WHAT YOU HAVE TO DO —
Every entry below is to be copied word for word, with its pictures removed.

(Stored data entries)
* * *
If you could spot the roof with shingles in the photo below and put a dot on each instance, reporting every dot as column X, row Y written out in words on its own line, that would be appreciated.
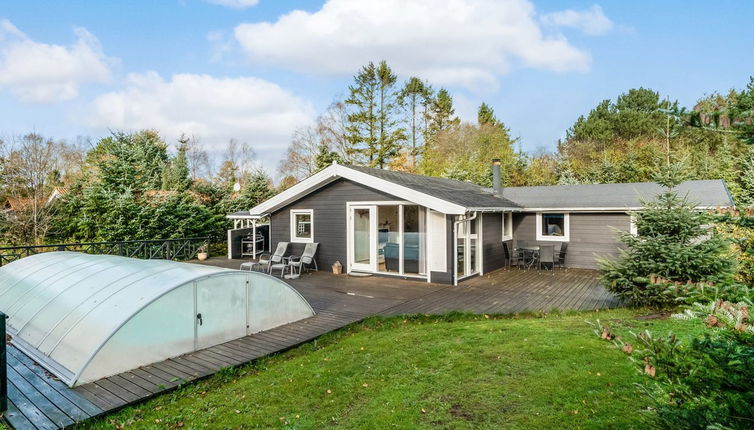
column 462, row 193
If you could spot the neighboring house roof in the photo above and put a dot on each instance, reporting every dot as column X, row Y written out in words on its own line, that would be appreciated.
column 625, row 196
column 456, row 197
column 241, row 215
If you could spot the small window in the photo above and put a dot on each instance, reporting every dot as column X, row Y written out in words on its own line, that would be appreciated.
column 553, row 226
column 507, row 227
column 302, row 225
column 632, row 228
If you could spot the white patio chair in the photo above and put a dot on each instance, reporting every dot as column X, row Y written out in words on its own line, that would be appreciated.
column 266, row 261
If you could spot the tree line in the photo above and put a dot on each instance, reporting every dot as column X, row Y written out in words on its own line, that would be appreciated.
column 130, row 186
column 411, row 126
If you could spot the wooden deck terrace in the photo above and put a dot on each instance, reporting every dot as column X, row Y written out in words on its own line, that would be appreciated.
column 37, row 400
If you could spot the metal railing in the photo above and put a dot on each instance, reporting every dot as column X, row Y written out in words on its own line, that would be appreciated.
column 165, row 249
column 3, row 368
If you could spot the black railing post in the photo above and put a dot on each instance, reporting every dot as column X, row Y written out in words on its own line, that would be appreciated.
column 3, row 368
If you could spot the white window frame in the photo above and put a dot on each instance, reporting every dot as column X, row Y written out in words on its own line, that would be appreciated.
column 632, row 228
column 566, row 228
column 294, row 226
column 507, row 226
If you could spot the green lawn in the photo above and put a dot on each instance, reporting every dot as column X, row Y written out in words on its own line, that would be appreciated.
column 457, row 371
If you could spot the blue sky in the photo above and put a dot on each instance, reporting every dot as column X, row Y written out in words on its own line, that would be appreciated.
column 255, row 72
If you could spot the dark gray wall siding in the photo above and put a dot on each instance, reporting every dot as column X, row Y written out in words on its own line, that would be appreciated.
column 236, row 236
column 492, row 244
column 329, row 218
column 592, row 236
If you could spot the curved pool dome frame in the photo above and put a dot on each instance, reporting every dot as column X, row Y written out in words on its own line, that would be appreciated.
column 85, row 317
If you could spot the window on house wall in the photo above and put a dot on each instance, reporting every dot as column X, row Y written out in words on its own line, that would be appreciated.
column 302, row 225
column 507, row 227
column 632, row 228
column 553, row 227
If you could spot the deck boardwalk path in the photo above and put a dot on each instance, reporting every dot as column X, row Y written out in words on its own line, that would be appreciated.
column 39, row 401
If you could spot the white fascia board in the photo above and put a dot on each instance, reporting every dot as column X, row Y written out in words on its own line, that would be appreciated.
column 496, row 209
column 336, row 171
column 603, row 209
column 398, row 190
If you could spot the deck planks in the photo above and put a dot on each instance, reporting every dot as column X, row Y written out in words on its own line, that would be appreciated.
column 39, row 401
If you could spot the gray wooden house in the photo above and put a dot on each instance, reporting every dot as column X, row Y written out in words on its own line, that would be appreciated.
column 442, row 230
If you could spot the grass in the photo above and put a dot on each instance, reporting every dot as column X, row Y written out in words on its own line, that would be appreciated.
column 455, row 371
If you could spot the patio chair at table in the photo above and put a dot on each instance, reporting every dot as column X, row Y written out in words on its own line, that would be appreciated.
column 267, row 260
column 298, row 264
column 547, row 257
column 560, row 260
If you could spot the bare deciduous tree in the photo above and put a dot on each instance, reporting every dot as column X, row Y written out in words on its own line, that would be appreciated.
column 33, row 166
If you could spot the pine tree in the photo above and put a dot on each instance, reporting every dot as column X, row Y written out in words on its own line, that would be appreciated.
column 441, row 114
column 362, row 128
column 746, row 181
column 175, row 176
column 325, row 157
column 390, row 135
column 486, row 116
column 415, row 98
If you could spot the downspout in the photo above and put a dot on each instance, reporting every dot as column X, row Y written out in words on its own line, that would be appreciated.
column 455, row 245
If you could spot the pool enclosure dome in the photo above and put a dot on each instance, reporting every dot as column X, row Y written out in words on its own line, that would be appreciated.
column 85, row 317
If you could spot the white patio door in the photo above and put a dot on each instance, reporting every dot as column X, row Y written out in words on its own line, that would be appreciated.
column 362, row 245
column 220, row 317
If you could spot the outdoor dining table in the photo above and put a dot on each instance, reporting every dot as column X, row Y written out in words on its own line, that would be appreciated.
column 531, row 255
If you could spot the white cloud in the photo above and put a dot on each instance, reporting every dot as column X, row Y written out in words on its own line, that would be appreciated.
column 591, row 21
column 236, row 4
column 212, row 109
column 463, row 42
column 42, row 73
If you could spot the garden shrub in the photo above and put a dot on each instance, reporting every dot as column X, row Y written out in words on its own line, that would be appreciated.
column 705, row 383
column 738, row 227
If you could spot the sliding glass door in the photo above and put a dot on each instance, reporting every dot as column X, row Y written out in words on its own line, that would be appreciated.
column 388, row 238
column 467, row 249
column 362, row 238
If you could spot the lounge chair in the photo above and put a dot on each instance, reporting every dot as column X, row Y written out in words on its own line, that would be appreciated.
column 560, row 260
column 298, row 264
column 547, row 257
column 266, row 261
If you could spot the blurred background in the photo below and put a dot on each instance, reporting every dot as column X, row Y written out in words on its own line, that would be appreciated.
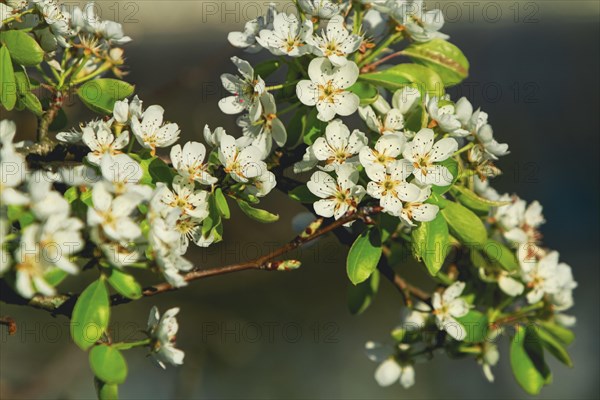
* * *
SOLUTION TO THIS TASK —
If you could spot the roof with shingles in the photo below and put a dot on each instance, reporting every dot as column X, row Y written out in words on its own line, that would be appreciated.
column 462, row 193
If you could spot the neighboring house roof in the photo above and put a dot on each instance, reporting every dot as column X, row Y written out in words on its own line, that would be appreciated.
column 625, row 196
column 456, row 197
column 241, row 215
If you could spot the small window in the photo above and put a dot on each instance, reporting every dot as column X, row Y written out in words on its own line, that would be appreciated.
column 553, row 226
column 507, row 227
column 302, row 225
column 632, row 228
If you could spot the white patio chair in the photo above and put a dot on each instance, reporting every dot as column X, row Y written out in words on its own line, that would be appreciated.
column 266, row 261
If you could spot the tree line in the photo above and put a dot on each instance, reporting every dot as column X, row Y written out in words on its own line, that would be appreciated.
column 130, row 186
column 411, row 126
If you could spot the wooden deck terrace in the photo above and put a dot on each instance, reporting every dot as column X, row Y written out in words on its own line, that would be appreciated.
column 37, row 400
If you could spot the metal railing in the photo above and put a dot on each instance, reporting every dot as column X, row Y written out in words on its own line, that would be appreciated.
column 165, row 249
column 3, row 368
If you could spot the black railing post in the photo above and put a dot on each instance, reporting every dot as column X, row Y written out in words on its own line, that would be appreciated.
column 3, row 368
If you could spot the white window frame in the photo above and put a dot on each instance, reporting every dot as column X, row Y written out in words on its own line, that would be appreciated.
column 632, row 228
column 566, row 228
column 294, row 226
column 507, row 226
If you could spot the green lawn in the photo above and put a dot on each instance, reporting every dot as column X, row Y written out in words on its own line, that would be appreciated.
column 457, row 371
If you could spot the blue sky in the photo above and put a dot on each instance, reporting every dot as column X, row Y written out in words on its own line, that would be appreciated.
column 255, row 72
If you could spot the dark gray wall siding in the photo above and put a dot on each instance, reporting every dot as column X, row Y written out in words on its own line, that would be appreciated.
column 236, row 236
column 492, row 244
column 329, row 218
column 592, row 236
If you could spot the curved pool dome frame in the photo above and put a dot on each instance, reporting every dot as column X, row Y written out in words on its own line, that would be appreciated.
column 85, row 317
If you could spot the window on house wall in the photo above and put a dot on each instance, reporting every dot as column X, row Y written out in words on its own line, that would be appreciated.
column 302, row 225
column 507, row 227
column 632, row 228
column 553, row 227
If you could spot the deck boardwalk path in the photo above and put a dot on each instance, reporting every dot as column X, row Y written out in words on its own line, that would be appreciated.
column 39, row 401
If you could spot the white fascia board in the photo above and put a dot on each instance, reporting every dot as column X, row Y written out in words on its own line, that would be appreciated.
column 496, row 209
column 336, row 171
column 603, row 209
column 398, row 190
If you could spot the deck planks in the photo above and put a dot on each instance, reporting every dot as column X, row Y written out in words on its own line, that would be appreciated.
column 39, row 401
If you could spot the gray wooden house in the photo above and put a dot on each instance, reporting every dot as column X, row Y written out in words on its own line, that would be appreciated.
column 442, row 230
If you could spot the grass in the photo above and put a dot on each instance, reporting every dot as column X, row Y written out in words on its own line, that would be appreciated.
column 455, row 371
If you could spot the patio chair at table in the photo above and put a dot on each instance, reporting every dot as column X, row Y written out in words on its own line, that would be appreciated.
column 267, row 260
column 298, row 264
column 547, row 257
column 560, row 260
If you could spot the bare deciduous tree in the photo above and put a dot on each instance, reporting every dot as column X, row Y written out in words on its own line, that would be appreciated.
column 33, row 166
If you could spot the pine tree in the photo above and put a dot on each instance, reporting every dot as column X, row Y written out in words on its own line, that would be appreciated.
column 441, row 114
column 362, row 128
column 746, row 181
column 175, row 176
column 325, row 157
column 390, row 135
column 486, row 116
column 415, row 98
If you could spot the downspout in the photo above and put a dot on each instance, reporting every dot as column X, row Y written out in words on its own line, that would be appreciated.
column 455, row 245
If you could spot the pool enclosure dome in the photo above and put a dot on each instance, reporting every dot as column X, row Y written out in words on its own line, that would be appreciated.
column 85, row 317
If you could spot the white patio door in the photo above and put a dot on each instance, reporting every dot as column X, row Y written out in words on its own line, that would be appreciated.
column 362, row 245
column 220, row 317
If you could spot the outdoor dining table in the photo above and put a dot on each instance, reporting every dot as column X, row Y written out in words on its own line, that would be appreciated.
column 531, row 255
If you could spot the white cloud in the photo above and put a dot on each instance, reporting every dot as column X, row Y written out in words on its own line, that would be appreciated.
column 591, row 21
column 236, row 4
column 212, row 109
column 463, row 42
column 42, row 73
If you could spot the garden shrub in the photo above and put a dot on each instance, reporting every dot as column X, row Y written out in words on its own line, that would be appreciated.
column 705, row 383
column 738, row 227
If you could spot the sliding glass door in the photo above and put a dot on each instance, reporting every dot as column X, row Y written out in words on its own line, that would be appreciated.
column 388, row 238
column 467, row 249
column 362, row 238
If you could spot the lounge chair in the photo above and put a dot on each instance, reporting every dot as column X, row Y written out in words on its own line, that would be appreciated.
column 560, row 260
column 298, row 264
column 547, row 257
column 266, row 261
If you could spot the blurred background in the photo below and put a dot on each instance, reporting every dot as column X, row Y written out in words on its own line, that would be appreciated.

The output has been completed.